Text for analysis =
The effect of marine snow particle distribution on copepod behavior

Marine snow is a major component of the biological pump, through which carbon is exported to the deep ocean. The sinking of marine snow can be disrupted by organisms that ingest or breakup the falling aggregates. Previous studies have found that zooplankton ingest these aggregates, which may have important impacts on planktonic food web dynamics and carbon export. Marine snow can have patchy distributions, occurring in layers, which may further impact interactions with zooplankton; however, no experimental study has looked specifically at how the presence of a marine snow layer could affect zooplankton foraging behavior. In this study we examined how the distribution of marine snow particles affected copepod foraging and behavior, specifically with regard to their swimming patterns.

Directions =
1. Why did the study of marine snow and copepod behavior examine how marine snow distribution affects copepod foraging? Answer in one to three sentences, using only the reasons the text gives.
2. Write the next part of the abstract on marine snow and copepod behavior, starting after its final sentence.

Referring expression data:
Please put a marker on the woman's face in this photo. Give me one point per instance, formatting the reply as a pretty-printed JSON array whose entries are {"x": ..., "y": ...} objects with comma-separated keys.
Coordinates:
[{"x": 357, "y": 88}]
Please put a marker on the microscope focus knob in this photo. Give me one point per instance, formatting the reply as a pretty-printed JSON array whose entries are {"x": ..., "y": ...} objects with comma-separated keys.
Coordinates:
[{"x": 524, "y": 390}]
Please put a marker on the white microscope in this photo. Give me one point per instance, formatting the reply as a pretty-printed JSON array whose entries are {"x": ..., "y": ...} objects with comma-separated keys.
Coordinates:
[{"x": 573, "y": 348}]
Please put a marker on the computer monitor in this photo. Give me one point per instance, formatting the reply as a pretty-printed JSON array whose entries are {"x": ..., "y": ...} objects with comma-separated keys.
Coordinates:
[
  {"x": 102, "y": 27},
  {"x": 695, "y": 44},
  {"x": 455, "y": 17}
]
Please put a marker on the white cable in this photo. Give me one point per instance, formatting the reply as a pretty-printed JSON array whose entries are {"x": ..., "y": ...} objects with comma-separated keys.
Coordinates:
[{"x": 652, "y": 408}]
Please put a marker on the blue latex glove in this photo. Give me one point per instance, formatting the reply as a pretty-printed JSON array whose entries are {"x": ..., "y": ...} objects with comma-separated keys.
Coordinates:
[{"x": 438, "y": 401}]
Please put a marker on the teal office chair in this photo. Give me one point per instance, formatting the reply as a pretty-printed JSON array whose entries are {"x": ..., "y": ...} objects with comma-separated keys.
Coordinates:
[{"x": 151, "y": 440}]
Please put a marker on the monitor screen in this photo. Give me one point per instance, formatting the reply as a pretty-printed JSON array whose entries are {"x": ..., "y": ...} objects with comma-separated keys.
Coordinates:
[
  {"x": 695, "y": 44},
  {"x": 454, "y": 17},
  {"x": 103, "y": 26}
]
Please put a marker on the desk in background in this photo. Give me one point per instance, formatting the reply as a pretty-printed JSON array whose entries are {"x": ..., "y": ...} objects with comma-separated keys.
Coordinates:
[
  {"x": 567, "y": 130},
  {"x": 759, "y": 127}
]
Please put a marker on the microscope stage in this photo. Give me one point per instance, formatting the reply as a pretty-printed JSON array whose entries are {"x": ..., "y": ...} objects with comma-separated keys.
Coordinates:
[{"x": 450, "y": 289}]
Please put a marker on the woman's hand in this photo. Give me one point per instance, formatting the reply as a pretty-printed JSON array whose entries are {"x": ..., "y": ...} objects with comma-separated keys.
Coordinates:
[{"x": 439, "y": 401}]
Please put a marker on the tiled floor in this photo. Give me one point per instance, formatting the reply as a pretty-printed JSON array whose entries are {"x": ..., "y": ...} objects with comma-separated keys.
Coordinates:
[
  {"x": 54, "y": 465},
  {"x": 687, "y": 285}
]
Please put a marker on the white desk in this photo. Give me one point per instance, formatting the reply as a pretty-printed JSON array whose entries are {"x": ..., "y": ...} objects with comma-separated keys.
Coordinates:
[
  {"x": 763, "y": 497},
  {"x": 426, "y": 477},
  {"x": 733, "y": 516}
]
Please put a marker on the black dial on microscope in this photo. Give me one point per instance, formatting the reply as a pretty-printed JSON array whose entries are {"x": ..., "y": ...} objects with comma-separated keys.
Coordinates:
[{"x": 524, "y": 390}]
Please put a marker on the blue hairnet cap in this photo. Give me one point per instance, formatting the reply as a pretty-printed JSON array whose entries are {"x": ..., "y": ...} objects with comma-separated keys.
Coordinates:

Per-task answers =
1. Marine snow can be patchily distributed in layers, which may further affect its interactions with zooplankton. No experimental study had yet looked specifically at how a marine snow layer could affect zooplankton foraging behavior.

2.
We conducted a series of experiments in which copepods of the species Calanus pacificus were exposed to three different feeding environments: a layer of marine snow, a homogenous distribution of marine snow, and a control treatment without marine snow. Copepod behavior was recorded with two cameras that were set up perpendicular to one another, imaging the sides of the tank. MATLAB was used to reconstruct 3D copepod tracks, allowing us to calculate copepod location, velocity, and turning rate throughout the experiments. We observed that copepods performed a spiraling swimming behavior when they were above marine snow particles, potentially in response to chemical plumes from the sinking marine snow aggregates. We saw less of this spiraling behavior in the layer treatment, which potentially suggests that the slowed velocity of these particles in the layer may reduce their chemical signature and make them less detectable to copepods. In addition, we will interpret our results within the context of concurrent measurements of copepod gut content to examine how marine snow distribution can not only affect copepod behavior, but also have implications for larger scale trophic dynamics.